• _EXERCISE MATERIALS_
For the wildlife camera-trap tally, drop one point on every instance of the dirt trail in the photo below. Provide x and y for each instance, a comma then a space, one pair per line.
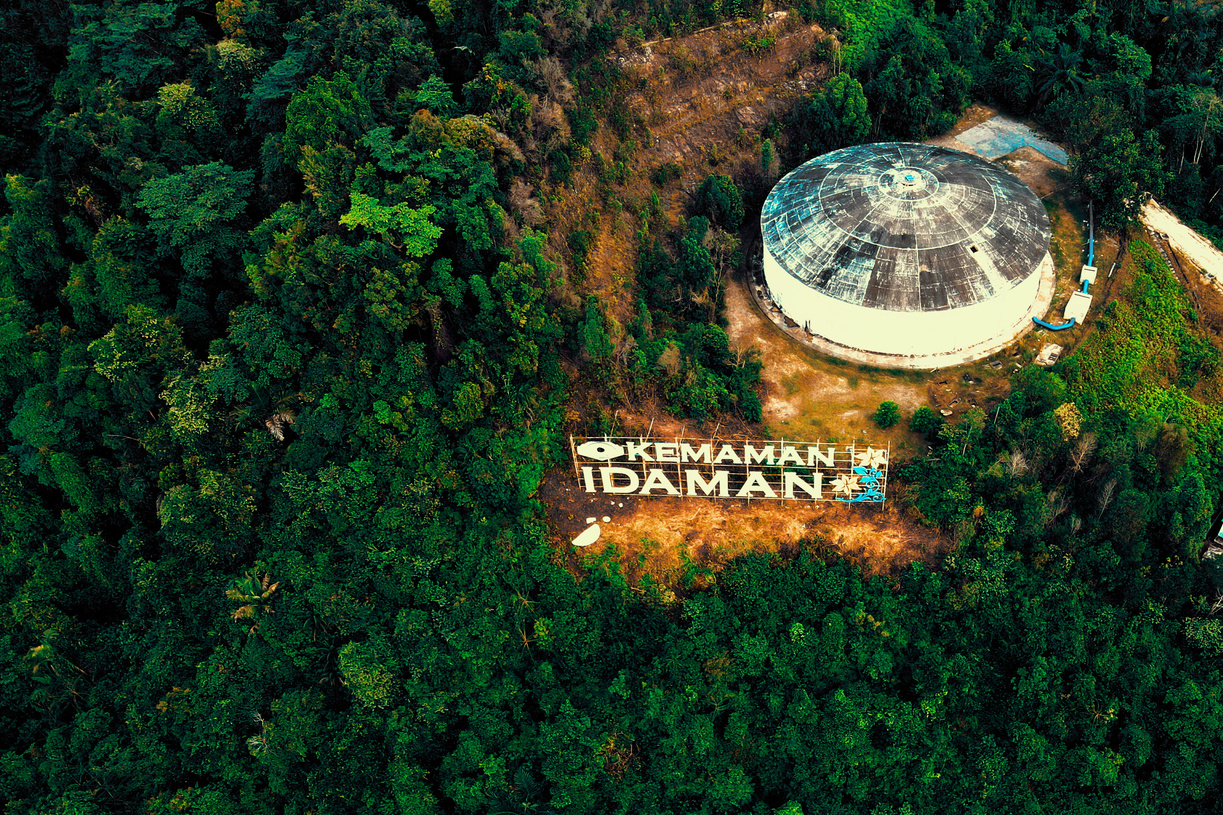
1188, 242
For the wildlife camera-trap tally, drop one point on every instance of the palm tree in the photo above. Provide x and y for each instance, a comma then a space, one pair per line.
253, 594
1059, 71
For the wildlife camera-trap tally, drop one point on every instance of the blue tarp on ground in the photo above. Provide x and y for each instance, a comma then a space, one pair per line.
1001, 136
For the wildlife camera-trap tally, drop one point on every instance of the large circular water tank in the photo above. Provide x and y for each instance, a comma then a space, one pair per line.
906, 250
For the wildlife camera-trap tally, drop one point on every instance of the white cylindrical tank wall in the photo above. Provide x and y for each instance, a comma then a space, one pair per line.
905, 250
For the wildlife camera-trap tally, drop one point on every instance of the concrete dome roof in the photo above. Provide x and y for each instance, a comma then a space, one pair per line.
905, 228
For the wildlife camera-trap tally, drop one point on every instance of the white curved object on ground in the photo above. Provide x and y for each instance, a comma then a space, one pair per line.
588, 536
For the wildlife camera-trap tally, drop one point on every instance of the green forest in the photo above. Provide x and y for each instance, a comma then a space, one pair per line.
286, 348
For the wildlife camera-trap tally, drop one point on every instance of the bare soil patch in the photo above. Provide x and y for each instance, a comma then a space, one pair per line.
673, 539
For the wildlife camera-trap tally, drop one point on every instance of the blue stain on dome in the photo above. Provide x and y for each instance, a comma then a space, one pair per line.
905, 227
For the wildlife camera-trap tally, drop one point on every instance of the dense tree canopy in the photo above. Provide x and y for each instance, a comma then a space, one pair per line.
283, 361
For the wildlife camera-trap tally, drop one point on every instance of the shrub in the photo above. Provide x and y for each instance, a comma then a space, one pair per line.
926, 422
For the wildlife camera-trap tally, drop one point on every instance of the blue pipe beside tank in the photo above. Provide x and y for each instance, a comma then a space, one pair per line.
1052, 327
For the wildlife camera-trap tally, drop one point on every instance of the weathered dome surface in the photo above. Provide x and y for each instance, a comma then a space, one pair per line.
905, 228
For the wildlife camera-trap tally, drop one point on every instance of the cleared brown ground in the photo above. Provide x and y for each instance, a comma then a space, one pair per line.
700, 96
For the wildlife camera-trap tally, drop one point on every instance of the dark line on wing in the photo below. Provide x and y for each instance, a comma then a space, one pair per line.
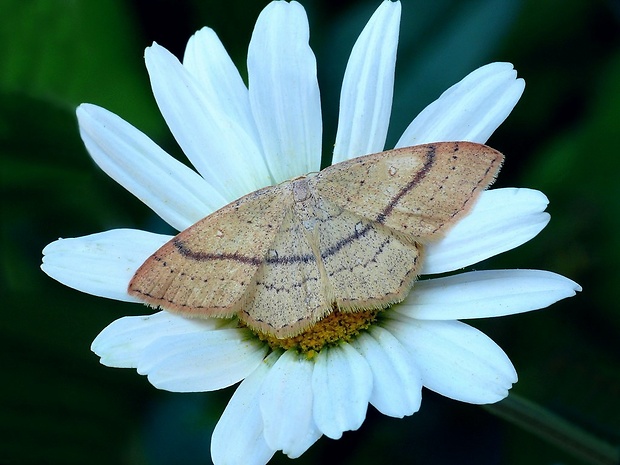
428, 164
205, 256
310, 258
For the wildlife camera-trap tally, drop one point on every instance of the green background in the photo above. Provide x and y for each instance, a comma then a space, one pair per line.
58, 405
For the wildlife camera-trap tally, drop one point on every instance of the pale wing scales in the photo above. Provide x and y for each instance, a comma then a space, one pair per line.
367, 265
206, 269
419, 191
290, 291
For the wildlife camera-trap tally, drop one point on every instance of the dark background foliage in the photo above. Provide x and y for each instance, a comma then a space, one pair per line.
58, 405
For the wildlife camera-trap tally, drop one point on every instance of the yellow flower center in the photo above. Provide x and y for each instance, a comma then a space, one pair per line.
336, 327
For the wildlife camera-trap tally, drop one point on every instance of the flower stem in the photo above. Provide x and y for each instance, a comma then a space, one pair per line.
555, 430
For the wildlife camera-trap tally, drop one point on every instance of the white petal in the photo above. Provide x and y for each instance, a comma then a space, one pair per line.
207, 60
501, 220
238, 436
368, 86
123, 341
202, 361
101, 264
455, 360
397, 383
470, 110
222, 151
483, 294
341, 384
171, 189
286, 403
284, 92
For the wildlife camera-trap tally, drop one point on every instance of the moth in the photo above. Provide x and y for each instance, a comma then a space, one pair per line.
350, 237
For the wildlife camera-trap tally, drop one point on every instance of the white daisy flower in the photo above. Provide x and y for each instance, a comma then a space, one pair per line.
241, 139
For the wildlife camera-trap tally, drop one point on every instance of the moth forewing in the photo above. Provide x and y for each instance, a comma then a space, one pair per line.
206, 269
420, 191
350, 237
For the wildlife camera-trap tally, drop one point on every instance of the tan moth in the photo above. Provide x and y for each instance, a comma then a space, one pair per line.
350, 237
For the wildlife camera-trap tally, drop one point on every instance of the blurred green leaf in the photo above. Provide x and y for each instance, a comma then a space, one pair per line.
77, 51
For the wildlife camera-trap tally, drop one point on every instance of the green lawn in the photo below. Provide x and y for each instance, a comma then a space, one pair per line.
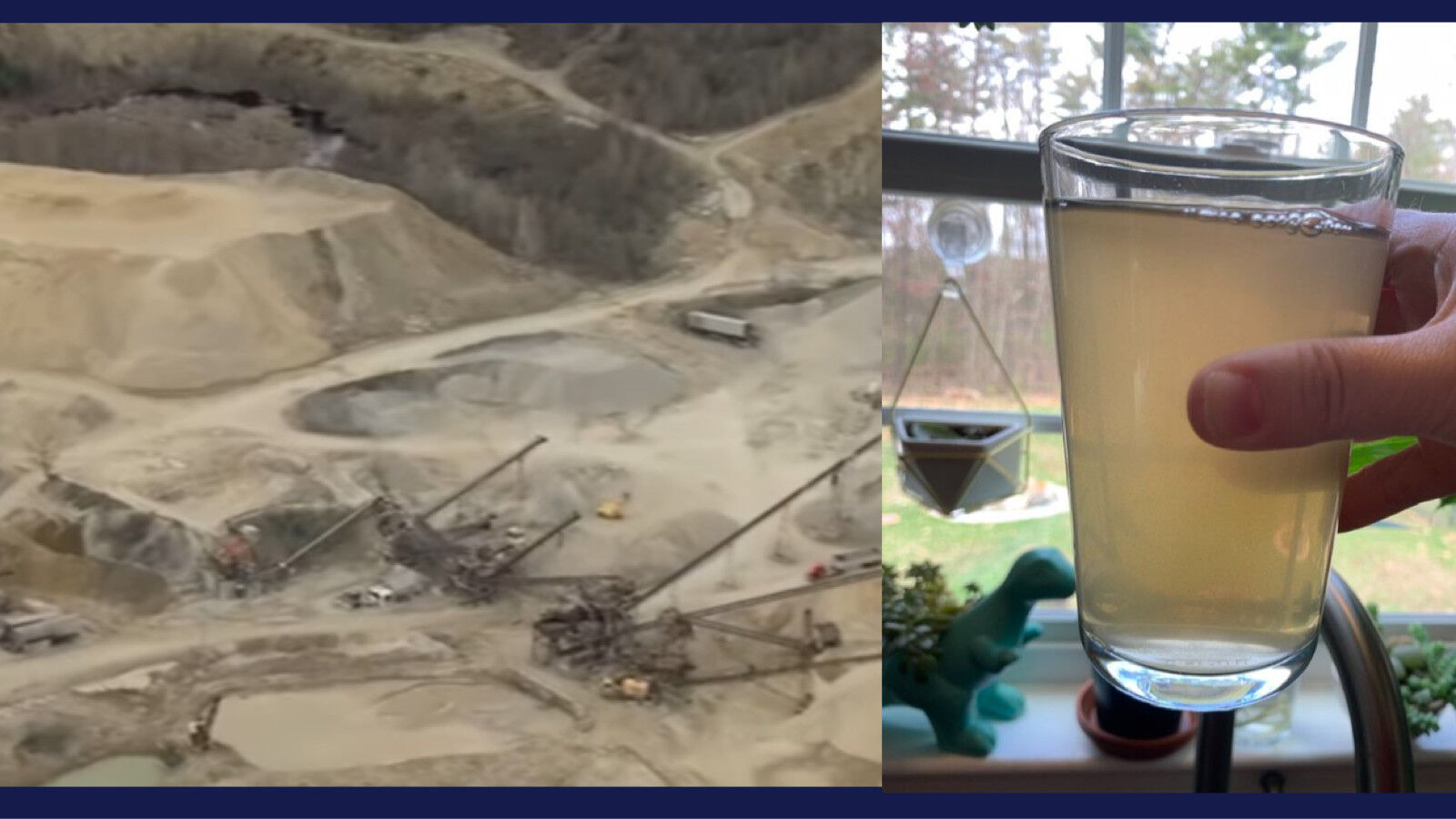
1407, 562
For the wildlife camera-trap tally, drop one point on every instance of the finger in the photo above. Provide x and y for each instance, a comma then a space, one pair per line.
1417, 270
1412, 475
1324, 389
1390, 318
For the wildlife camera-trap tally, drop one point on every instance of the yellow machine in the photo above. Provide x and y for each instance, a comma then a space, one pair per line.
613, 509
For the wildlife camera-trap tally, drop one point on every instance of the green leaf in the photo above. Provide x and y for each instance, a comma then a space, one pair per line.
1368, 452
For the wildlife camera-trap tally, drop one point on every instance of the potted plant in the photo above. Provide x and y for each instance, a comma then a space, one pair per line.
1125, 726
1426, 671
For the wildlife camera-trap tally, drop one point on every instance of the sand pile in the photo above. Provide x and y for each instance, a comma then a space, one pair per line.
186, 281
550, 372
839, 714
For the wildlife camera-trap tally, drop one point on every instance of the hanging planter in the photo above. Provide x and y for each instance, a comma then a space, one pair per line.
956, 460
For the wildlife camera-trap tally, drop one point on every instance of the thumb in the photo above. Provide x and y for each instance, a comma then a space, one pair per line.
1307, 392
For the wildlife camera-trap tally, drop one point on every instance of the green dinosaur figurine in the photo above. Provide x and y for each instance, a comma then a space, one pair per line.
979, 643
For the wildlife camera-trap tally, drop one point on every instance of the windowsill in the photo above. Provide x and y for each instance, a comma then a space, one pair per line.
1046, 749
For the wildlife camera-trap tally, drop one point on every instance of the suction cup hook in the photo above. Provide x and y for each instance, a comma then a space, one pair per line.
961, 235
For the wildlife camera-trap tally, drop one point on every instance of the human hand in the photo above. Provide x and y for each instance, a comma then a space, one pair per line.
1398, 382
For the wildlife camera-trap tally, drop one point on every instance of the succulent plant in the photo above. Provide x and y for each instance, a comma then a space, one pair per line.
915, 612
1426, 671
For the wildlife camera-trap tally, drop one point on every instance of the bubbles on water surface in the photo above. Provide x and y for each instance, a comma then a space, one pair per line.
1308, 222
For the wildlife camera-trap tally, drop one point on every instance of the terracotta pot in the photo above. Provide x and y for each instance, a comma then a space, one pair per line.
1130, 748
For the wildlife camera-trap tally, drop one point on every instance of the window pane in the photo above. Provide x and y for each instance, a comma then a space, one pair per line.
1405, 564
1011, 295
1412, 98
1305, 69
1004, 84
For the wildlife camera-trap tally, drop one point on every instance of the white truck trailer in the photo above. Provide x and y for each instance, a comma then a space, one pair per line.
728, 329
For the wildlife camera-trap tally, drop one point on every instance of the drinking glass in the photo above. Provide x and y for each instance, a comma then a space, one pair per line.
1176, 238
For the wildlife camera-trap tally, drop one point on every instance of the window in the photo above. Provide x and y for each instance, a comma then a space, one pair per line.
1005, 84
1414, 96
982, 92
1011, 295
1283, 67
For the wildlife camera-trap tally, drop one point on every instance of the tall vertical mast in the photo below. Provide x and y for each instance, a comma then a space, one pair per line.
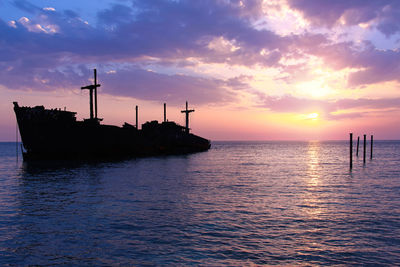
165, 112
95, 93
91, 88
187, 111
137, 110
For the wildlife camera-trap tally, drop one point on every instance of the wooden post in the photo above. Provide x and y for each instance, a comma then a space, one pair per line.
165, 112
95, 93
91, 88
372, 141
365, 147
137, 111
358, 144
351, 151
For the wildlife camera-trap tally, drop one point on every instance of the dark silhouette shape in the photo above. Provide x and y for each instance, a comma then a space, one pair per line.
187, 111
137, 120
372, 141
91, 88
165, 112
358, 144
365, 147
56, 134
351, 151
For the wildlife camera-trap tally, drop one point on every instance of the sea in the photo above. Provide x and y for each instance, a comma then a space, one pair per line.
238, 204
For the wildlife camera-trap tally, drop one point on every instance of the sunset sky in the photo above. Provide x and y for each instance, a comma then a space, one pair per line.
252, 70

• _WHAT TO PRODUCE_
Rewrite the listing from the line containing "of the tall" through the end of the listing, with "drop one point" replaced by "place one marker" and everything else unchanged. Leave the pictures out of your answer.

• _THE RESULT_
For the wildlife camera-trap tally, place one marker on every instance of the tall vertical mast in the photo below. Provide x and y for each instance, a comma then a space, one pair per line.
165, 112
95, 93
91, 88
187, 111
137, 110
For the wildlife camera-trap tally, place one marker on every instance of the wooden post in the photo above. Provide x and y for each instance, a comma then a space, one pair per line.
165, 112
95, 93
91, 88
372, 141
365, 147
137, 111
358, 144
351, 151
For the wildlife camera-trap tally, place one marker on every instance of the dark silhouette shape in the photo above. Provide x and y for each instance, a comma then a space, one pair per line.
187, 111
137, 120
372, 141
91, 88
165, 112
358, 144
365, 147
56, 134
351, 151
For the wildlife camera-trap tally, place one marker on every instance of the sea in the photo above. Provide x and y for each instance, a comma then a space, one pair per line.
238, 204
For the wildlife camera-trap tally, place one marker on every instance of the sunset sky in the photo above. Provide x and y for each instance, a comma then a space, one pair per line.
252, 70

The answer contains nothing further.